What follows is a set of records, each of which is to be written out exactly.

+===+

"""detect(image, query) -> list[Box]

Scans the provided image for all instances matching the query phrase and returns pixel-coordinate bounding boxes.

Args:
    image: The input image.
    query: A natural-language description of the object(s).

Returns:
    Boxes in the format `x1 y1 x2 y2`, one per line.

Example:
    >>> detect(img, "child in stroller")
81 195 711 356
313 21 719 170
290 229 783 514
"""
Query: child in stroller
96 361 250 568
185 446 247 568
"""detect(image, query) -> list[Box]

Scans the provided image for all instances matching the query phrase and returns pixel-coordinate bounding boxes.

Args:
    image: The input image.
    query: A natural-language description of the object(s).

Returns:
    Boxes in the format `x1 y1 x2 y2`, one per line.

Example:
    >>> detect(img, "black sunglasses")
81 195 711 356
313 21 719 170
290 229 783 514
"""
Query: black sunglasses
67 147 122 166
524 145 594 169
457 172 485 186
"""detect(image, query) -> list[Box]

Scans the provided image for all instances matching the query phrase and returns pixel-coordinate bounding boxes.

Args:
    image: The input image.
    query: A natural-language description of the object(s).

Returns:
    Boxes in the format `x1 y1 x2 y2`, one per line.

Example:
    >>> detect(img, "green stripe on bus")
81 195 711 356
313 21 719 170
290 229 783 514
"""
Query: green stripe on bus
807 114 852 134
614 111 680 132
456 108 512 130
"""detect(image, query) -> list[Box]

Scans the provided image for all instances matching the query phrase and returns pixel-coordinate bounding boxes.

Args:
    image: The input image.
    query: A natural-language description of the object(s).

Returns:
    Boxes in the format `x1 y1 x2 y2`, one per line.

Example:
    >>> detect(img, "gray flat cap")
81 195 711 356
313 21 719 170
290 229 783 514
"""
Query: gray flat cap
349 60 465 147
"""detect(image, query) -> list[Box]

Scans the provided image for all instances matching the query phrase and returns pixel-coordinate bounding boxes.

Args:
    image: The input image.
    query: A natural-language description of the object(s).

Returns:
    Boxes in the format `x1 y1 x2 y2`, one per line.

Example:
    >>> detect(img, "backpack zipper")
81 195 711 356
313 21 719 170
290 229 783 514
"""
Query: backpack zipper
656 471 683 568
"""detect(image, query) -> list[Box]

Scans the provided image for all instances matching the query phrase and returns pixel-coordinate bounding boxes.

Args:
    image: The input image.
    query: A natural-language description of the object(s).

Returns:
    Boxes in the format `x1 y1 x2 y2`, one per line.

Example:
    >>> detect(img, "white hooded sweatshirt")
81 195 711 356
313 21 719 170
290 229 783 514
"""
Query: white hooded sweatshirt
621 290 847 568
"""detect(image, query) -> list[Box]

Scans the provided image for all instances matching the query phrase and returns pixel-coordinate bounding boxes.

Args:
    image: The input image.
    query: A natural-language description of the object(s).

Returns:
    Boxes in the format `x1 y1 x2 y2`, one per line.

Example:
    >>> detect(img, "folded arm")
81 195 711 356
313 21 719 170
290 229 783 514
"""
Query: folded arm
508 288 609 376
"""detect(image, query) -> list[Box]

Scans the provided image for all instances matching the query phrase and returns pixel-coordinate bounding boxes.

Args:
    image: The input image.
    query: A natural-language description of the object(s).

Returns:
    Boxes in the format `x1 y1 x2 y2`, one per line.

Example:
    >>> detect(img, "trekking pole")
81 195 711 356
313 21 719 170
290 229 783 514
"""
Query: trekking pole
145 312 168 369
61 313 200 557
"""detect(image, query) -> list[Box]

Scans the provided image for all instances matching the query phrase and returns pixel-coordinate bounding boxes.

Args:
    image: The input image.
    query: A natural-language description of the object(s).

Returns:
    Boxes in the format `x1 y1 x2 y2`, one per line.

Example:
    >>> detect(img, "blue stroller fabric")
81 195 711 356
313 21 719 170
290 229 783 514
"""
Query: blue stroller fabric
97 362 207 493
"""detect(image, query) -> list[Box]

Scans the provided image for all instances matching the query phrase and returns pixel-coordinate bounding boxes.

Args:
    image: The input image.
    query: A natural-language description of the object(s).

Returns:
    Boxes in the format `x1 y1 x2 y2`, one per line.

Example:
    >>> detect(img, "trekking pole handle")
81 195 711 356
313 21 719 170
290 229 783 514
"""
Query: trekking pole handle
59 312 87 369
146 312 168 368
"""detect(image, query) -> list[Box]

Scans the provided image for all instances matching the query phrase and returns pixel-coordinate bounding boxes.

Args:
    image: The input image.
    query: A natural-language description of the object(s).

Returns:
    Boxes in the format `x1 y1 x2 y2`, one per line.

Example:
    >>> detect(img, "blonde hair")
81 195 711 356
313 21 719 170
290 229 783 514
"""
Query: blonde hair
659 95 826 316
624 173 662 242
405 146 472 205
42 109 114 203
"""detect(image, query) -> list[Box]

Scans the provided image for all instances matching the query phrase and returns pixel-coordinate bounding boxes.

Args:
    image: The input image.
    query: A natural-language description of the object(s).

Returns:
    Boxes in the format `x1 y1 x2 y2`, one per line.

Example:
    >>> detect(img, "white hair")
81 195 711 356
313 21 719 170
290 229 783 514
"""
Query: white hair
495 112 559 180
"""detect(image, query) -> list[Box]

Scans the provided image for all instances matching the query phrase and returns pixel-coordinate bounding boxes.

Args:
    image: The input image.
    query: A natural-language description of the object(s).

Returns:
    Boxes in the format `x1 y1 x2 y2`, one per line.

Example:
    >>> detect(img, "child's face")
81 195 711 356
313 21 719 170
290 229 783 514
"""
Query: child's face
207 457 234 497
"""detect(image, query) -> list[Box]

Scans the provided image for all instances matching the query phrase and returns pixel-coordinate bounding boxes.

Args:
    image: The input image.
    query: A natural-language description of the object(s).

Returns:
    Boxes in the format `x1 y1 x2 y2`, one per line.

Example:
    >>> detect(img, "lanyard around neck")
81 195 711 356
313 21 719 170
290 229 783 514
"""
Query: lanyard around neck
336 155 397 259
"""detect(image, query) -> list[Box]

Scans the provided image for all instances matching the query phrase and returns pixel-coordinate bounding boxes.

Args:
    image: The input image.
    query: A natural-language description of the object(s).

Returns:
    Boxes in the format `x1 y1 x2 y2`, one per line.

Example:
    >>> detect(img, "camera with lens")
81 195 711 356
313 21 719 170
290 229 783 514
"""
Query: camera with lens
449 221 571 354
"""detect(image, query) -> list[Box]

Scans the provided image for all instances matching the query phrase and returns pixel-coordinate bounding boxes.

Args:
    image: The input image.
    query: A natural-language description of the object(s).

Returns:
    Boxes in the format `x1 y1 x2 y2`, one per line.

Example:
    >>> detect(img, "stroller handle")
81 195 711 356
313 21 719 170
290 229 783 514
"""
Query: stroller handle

+===+

**Answer area:**
"""detect(image, query) -> list[Box]

Scans the provided image for all instances matching the query phrase and returns pixel-coordinate bounding boxes.

Args:
    image: The input image.
    query: A natural-language description of the object(s).

Returns:
    Boxes in the format `x1 y1 x2 y2`, one per line.

Example:
    >>> detect(img, "child in stroller")
81 195 711 356
313 21 719 170
290 229 783 514
"""
Query: child in stroller
96 361 250 568
185 446 247 568
"""detect(image, query) -> list[Box]

Scans the provided image for all instances matching the query phrase and returns pixel-coordinate bounding boxes.

Args:
    image: The input image.
    query: A natural-language description of the object(s).

Returns:
    Boxes in the format `x1 y1 x2 y2`, one per line.

Example:
    >>> detect(img, "black sunglasses")
81 195 711 356
313 21 719 170
290 229 783 514
"""
Query: black sunglasses
67 147 122 166
524 145 594 169
457 172 485 186
"""detect(image, query) -> list[Box]

Scans the provided image for all instances matching the query phrase and returns pixel-coordinate bounding boxes.

Args:
    image: The input image.
    query: A natural-language description of the object(s).

Returns:
    Boxes in the format `x1 y1 x2 y2`, one per line.

Example:
    >>> detect(img, "green stripe on bus")
81 195 711 356
313 21 719 170
290 229 783 514
"""
Query: green stripe on bus
807 114 852 134
614 111 680 132
456 108 512 130
"""detect(image, query) -> list[Box]

Scans the provided image for all instances matching the query phrase and returns pixel-coordinate bounding boxes.

Args:
    image: The input image.
    query: A natural-language description of the object(s).

Returns:
    Boxes in the format `x1 y1 x2 y2`, one per line.

Example:
    >>> detect(img, "gray flat cap")
81 195 711 356
313 21 719 170
290 229 783 514
"""
Query: gray flat cap
349 60 465 147
"""detect(image, query) -> list[Box]

Scans the provided image for all instances matching the query phrase and returns pixel-coordinate bounding boxes.

Args:
    image: The input image.
    query: A natural-language description of the object(s).

Returns:
    Boxes in the format `x1 y1 x2 y2`, one per line.

Example:
    >>> detect(img, "backpack zipper")
81 195 711 356
313 21 719 170
290 229 783 514
"""
Query: backpack zipper
656 471 683 568
"""detect(image, query) -> list[Box]

Scans the provided image for all instances matching the query phrase and returns pixel-coordinate bounding boxes.

Args:
    image: The input image.
    query: A natural-language description of the object(s).

Returns:
    Boxes in the format `x1 y1 x2 y2`, one per line.

Example:
    >>> detect(img, "white hooded sweatshirt")
81 195 711 356
313 21 719 170
290 229 783 514
"""
Query: white hooded sweatshirt
621 290 847 568
"""detect(image, query) -> list[Box]

Scans the provided image for all instances matching the query phrase and returns pixel-coordinate bounding boxes.

Args:
    image: The input image.
    query: A natural-language description of the object(s).

Returns:
    Boxes in the format `x1 y1 x2 y2`, one per line.

Example:
    >>> detect(img, "folded arm")
81 195 711 356
313 21 719 170
290 229 783 514
"""
Query: folded arm
508 288 609 376
"""detect(image, query) -> list[Box]

Scans the provided image for all instances matching the query phrase and returns pixel-coordinate bounding boxes.

Args:
    image: The input image.
    query: A natural-language description of the object(s).

Returns:
    Boxes in the format `x1 y1 x2 y2`, one per line.

Example:
    >>> detect(img, "trekking pole")
81 195 711 356
313 21 719 170
290 229 783 514
"""
Query: trekking pole
145 312 168 369
61 313 200 557
"""detect(image, query) -> list[Box]

Scans the provided image for all instances matching the query phrase and returns pixel-coordinate bounding boxes.

Args:
    image: The input image.
    query: A natural-language description of the object(s).

Returns:
    Boxes in the format `x1 y1 x2 y2`, one per line.

Example:
    >>> detect(img, "blue stroller fabric")
81 195 711 356
313 21 719 170
290 229 783 514
"""
Query: blue stroller fabric
97 362 207 493
"""detect(image, query) -> list[Box]

Scans the provided image for all instances matching the query phrase and returns pixel-coordinate bounding boxes.

Args:
    image: The input image.
    query: A natural-language description of the object(s).

Returns:
    Boxes in the format `x1 y1 x2 y2`, one per line.

Example:
    >>> detect(img, "trekking pole handle")
81 195 711 356
313 21 719 170
290 229 783 514
"""
Query: trekking pole handle
59 312 87 369
146 312 168 368
"""detect(image, query) -> list[Box]

Scans the provided image for all instances matching the query phrase and returns pixel-coordinate bounding boxes.

Args:
    image: The input image.
    query: A natural-language description of the object(s).

Returns:
    Boxes in the format `x1 y1 x2 y2`, one per line.

Example:
    >>> detect(img, "blonde hair")
81 195 711 356
313 21 719 170
290 229 783 514
"""
Query: blonde hair
659 95 826 316
624 173 662 242
405 146 472 205
42 109 114 203
"""detect(image, query) -> list[Box]

Scans the provided image for all instances matching the query phrase and returns pixel-coordinate bounding boxes.

Args:
    image: The input image.
    query: A natural-language description of the object(s).

Returns:
    Boxes in the format `x1 y1 x2 y2`, one per line.

Example:
    >>> detect(img, "white hair")
81 195 711 356
313 21 719 170
290 229 783 514
"""
Query: white hair
495 112 559 180
"""detect(image, query) -> list[Box]

Scans the provided image for all instances matching the query phrase and returns pixel-coordinate bounding boxes.

Args:
    image: The input image.
    query: A natural-language description of the object(s).

Returns:
    Boxes in the format `x1 y1 x2 y2`, one per line.

Example:
    >>> detect(img, "child's face")
81 195 711 356
313 21 719 170
290 229 783 514
"""
Query: child's face
207 457 234 497
"""detect(image, query) -> list[Box]

Scans the provided image for all instances matching the query phrase and returns pixel-coordinate bounding boxes.

Args:
    image: The input image.
    query: A natural-language description of the object(s).

Returns:
    Boxes in the format `x1 y1 x2 y2`, one per line.

Example:
    >>> detect(img, "lanyard around neck")
81 195 711 356
313 21 719 170
290 229 783 514
"""
Query: lanyard around neck
336 155 397 259
"""detect(image, query) -> list[Box]

Scans the provided image for all instances matching the query phrase and returns pixel-coordinate bounding boxes.

Args:
    image: The input image.
    query: A natural-language description of the object(s).

Returns:
    Boxes in the format `x1 y1 x2 y2`, one per line.

Example:
    >>> detect(img, "camera with lens")
81 195 711 356
313 21 719 170
290 229 783 514
"""
Query: camera with lens
449 221 571 354
"""detect(image, query) -> list[Box]

Scans the provided image for all instances matching the query phrase and returns pixel-coordinate bounding boxes.

Args:
    image: The input image.
    query: A natural-language description of the object(s).

Returns:
    Boxes in the format `x1 y1 x2 y2`, one per line.

Example:
    >>> detect(img, "stroller handle")
81 195 711 356
313 21 719 170
290 229 783 514
"""
Query: stroller handle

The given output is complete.